_Instructions to follow_
Pull out each line of the material that contains the word "texture" and copy it. Case counts.

_Data supplied_
--- START ---

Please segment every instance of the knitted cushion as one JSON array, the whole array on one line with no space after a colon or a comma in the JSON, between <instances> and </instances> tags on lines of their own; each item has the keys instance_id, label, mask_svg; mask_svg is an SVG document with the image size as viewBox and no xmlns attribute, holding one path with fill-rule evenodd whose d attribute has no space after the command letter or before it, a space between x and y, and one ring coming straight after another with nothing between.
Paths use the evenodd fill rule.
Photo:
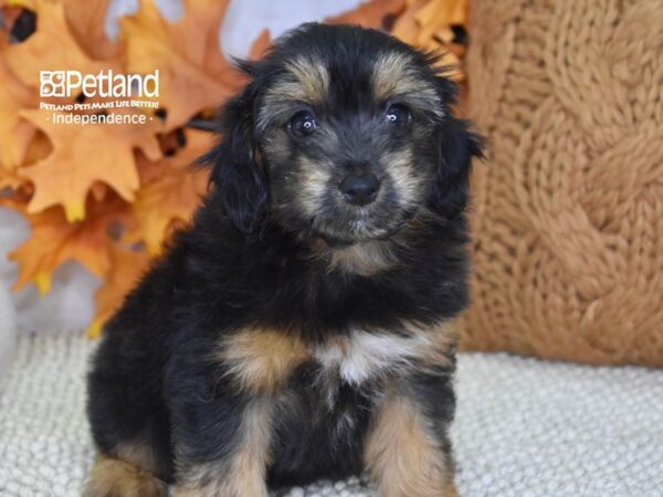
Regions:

--- END ---
--- START ---

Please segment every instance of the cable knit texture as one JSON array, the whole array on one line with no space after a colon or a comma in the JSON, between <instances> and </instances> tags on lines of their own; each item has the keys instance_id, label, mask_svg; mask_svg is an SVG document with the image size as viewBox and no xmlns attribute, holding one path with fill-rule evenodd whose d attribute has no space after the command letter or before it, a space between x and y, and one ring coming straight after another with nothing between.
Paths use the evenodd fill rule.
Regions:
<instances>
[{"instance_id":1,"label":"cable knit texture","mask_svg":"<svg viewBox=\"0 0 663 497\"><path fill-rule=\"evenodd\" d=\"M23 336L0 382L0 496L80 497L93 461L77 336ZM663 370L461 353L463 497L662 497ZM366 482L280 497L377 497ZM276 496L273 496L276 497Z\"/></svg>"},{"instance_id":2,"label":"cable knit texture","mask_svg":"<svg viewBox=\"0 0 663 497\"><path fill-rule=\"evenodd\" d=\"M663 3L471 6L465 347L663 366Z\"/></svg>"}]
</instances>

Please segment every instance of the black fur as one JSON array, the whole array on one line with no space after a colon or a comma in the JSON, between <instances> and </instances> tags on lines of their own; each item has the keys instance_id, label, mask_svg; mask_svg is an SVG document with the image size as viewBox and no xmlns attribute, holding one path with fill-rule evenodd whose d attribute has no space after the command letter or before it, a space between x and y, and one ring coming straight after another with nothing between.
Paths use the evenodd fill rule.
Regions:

--- END ---

_Complete response_
Please segment every instance of the cable knit texture as one JSON array, the whole array on one line with no space after a colon or a comma in the JSON, between <instances> and </instances> tags on lines of their own; each item has the keys instance_id, label, mask_svg; mask_svg is an SVG document with the image size as viewBox and no xmlns attribute, holding one path with fill-rule evenodd whose d attribute has no space after the command letter or before it, a space between x and y, and one ring coming straight after another with nothing between.
[{"instance_id":1,"label":"cable knit texture","mask_svg":"<svg viewBox=\"0 0 663 497\"><path fill-rule=\"evenodd\" d=\"M23 336L0 382L0 496L80 497L93 461L77 336ZM663 370L461 353L463 497L662 497ZM366 482L280 497L377 497ZM276 496L273 496L276 497Z\"/></svg>"},{"instance_id":2,"label":"cable knit texture","mask_svg":"<svg viewBox=\"0 0 663 497\"><path fill-rule=\"evenodd\" d=\"M663 3L471 6L465 347L663 366Z\"/></svg>"}]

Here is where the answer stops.